EXTRACTED TEXT »
— START —

Blockchain & The Internet at Scale

Introduction

In certain circles, blockchain is touted as important an innovation as the creation of the internet. That kind of headline certainly attracts attention—and investors—but what is to be gleaned from that kind of statement?

The internet had existed in academic and military domains for a number of years before it caught on in the late 1980s with early adopters. Through the 1990s we saw the worldwide web emerge that later became the dominant way in which people interacted over the internet—at least until the rise of the mobile and app economy that continues to dominate the internet today.

Much of the parallel with blockchain and the internet is based on how the internet started off. It was a complex and arcane place populated with highly technical early adopters, a place that over time evolved to become much more inclusive and to become embedded in daily life. It is now difficult to imagine a world without it.

Many of the early adopters working with blockchain can envision a future much the same: where the world and how we see it becomes fundamentally altered by an almost invisible technology that underpins almost everyone’s daily life.

What do we mean by Blockchain?

Blockchain is best known as the technology that underpins bitcoin. Bitcoin was the first and most widely used “cryptocurrency”online. While it initially met with considerable scepticism, it has continued to grow and is currently accepted as online payment by a number of retailers, including Dell, Microsoft, Shopify, Tesla, and Whole Foods.

This ongoing, albeit slow success, has allowed many people to study how bitcoin and, by extension blockchain, works. As it happens, the technology making things happen has been found to be exceptionally robust and highly extensible. Since its introduction a number of new and existing businesses are currently developing new products based on blockchain. In particular, the financial services sector is investing heavily in blockchain startups and funding research initiatives worldwide.

It is a rare moment when the world’s largest banks, insurance companies and financial services companies, organizations that tend to be very conservative, start getting publicly excited about and begin investing in an emerging technology.

— END —

WRITTEN INSTRUCTION A »
Answer these questions about the essay on blockchain and the internet, one answer per line, marked the same way:
(i) When did the internet catch on with early adopters?
(ii) Which retailers are named as accepting bitcoin as online payment?
(iii) Which sector is investing heavily in blockchain startups?
The rows have no connection to the essay on blockchain and the internet.

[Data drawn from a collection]
— START —

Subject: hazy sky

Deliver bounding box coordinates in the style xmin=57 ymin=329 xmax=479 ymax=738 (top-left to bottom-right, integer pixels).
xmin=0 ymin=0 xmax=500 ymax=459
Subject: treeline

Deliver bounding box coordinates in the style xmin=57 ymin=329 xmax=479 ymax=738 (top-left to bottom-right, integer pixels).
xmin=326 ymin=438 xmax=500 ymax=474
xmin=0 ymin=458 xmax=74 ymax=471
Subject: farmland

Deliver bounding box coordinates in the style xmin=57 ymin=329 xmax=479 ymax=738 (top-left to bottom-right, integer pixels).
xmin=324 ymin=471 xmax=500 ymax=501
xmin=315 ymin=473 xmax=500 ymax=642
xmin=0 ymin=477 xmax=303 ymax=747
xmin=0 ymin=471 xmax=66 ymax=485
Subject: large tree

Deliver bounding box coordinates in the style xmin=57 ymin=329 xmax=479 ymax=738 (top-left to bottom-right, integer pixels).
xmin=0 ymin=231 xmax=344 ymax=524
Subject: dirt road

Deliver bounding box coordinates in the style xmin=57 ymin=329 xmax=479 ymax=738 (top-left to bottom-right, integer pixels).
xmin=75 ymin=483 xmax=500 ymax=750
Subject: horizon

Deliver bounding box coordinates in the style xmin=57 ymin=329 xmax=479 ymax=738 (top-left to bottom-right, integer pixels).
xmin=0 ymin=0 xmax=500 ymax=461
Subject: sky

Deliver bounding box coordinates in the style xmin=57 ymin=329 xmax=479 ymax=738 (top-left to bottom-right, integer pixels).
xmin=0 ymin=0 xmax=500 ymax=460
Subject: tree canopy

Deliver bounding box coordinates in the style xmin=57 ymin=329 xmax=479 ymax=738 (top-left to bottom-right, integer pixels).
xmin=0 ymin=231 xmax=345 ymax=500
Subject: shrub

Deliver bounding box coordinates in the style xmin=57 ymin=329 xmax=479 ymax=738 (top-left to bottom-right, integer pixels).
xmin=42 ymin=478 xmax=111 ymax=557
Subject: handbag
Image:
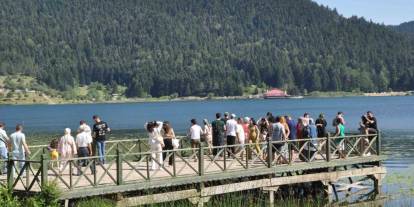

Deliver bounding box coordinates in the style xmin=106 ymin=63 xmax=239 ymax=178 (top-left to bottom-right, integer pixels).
xmin=172 ymin=138 xmax=180 ymax=148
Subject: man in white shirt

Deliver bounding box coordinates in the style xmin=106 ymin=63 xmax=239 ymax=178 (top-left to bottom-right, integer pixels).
xmin=236 ymin=118 xmax=246 ymax=160
xmin=226 ymin=114 xmax=237 ymax=157
xmin=76 ymin=128 xmax=95 ymax=175
xmin=188 ymin=119 xmax=203 ymax=160
xmin=0 ymin=122 xmax=10 ymax=175
xmin=10 ymin=124 xmax=30 ymax=174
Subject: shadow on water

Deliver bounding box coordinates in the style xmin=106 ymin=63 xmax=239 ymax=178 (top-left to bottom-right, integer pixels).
xmin=23 ymin=130 xmax=414 ymax=206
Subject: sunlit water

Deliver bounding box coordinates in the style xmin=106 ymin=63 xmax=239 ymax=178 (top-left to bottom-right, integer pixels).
xmin=0 ymin=96 xmax=414 ymax=206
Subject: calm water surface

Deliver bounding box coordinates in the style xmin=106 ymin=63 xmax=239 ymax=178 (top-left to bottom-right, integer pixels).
xmin=0 ymin=96 xmax=414 ymax=132
xmin=0 ymin=96 xmax=414 ymax=206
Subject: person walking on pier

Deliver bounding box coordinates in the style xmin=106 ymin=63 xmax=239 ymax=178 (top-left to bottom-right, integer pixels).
xmin=92 ymin=115 xmax=111 ymax=164
xmin=211 ymin=113 xmax=226 ymax=156
xmin=272 ymin=116 xmax=287 ymax=163
xmin=203 ymin=119 xmax=213 ymax=155
xmin=58 ymin=128 xmax=77 ymax=173
xmin=0 ymin=122 xmax=10 ymax=175
xmin=249 ymin=118 xmax=260 ymax=156
xmin=76 ymin=127 xmax=95 ymax=176
xmin=10 ymin=124 xmax=30 ymax=173
xmin=188 ymin=119 xmax=203 ymax=161
xmin=226 ymin=114 xmax=237 ymax=157
xmin=315 ymin=113 xmax=328 ymax=138
xmin=77 ymin=120 xmax=92 ymax=139
xmin=236 ymin=118 xmax=246 ymax=160
xmin=145 ymin=121 xmax=165 ymax=170
xmin=161 ymin=121 xmax=175 ymax=166
xmin=334 ymin=118 xmax=345 ymax=158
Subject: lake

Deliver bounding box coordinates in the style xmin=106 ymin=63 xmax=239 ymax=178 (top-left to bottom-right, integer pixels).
xmin=0 ymin=96 xmax=414 ymax=206
xmin=0 ymin=96 xmax=414 ymax=132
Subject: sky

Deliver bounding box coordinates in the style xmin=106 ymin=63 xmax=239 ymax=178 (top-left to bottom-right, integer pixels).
xmin=313 ymin=0 xmax=414 ymax=25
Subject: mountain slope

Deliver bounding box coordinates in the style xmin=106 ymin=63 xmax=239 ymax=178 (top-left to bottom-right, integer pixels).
xmin=391 ymin=21 xmax=414 ymax=37
xmin=0 ymin=0 xmax=414 ymax=96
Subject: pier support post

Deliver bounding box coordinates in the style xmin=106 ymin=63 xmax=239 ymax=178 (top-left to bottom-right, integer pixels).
xmin=369 ymin=174 xmax=385 ymax=194
xmin=262 ymin=186 xmax=279 ymax=206
xmin=321 ymin=181 xmax=338 ymax=203
xmin=188 ymin=196 xmax=211 ymax=207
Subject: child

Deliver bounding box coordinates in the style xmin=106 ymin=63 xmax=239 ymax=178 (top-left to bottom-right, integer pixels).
xmin=47 ymin=139 xmax=59 ymax=168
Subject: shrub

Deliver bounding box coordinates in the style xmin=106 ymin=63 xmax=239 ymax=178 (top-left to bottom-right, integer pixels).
xmin=0 ymin=187 xmax=22 ymax=207
xmin=76 ymin=197 xmax=115 ymax=207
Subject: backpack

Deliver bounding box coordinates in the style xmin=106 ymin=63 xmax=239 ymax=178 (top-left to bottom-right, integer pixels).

— END —

WRITTEN INSTRUCTION B »
Please set down the lines of the rows from the one holding "Subject: handbag" through the one holding "xmin=172 ymin=138 xmax=180 ymax=148", both ends included, and leave out the picture.

EXERCISE OUTPUT A »
(i) In the late 1980s.
(ii) Dell, Microsoft, Shopify, Tesla, and Whole Foods.
(iii) The financial services sector.

EXERCISE OUTPUT B »
Subject: handbag
Image:

Deliver bounding box coordinates in the style xmin=106 ymin=63 xmax=239 ymax=178 (top-left to bottom-right, integer pixels).
xmin=172 ymin=138 xmax=180 ymax=148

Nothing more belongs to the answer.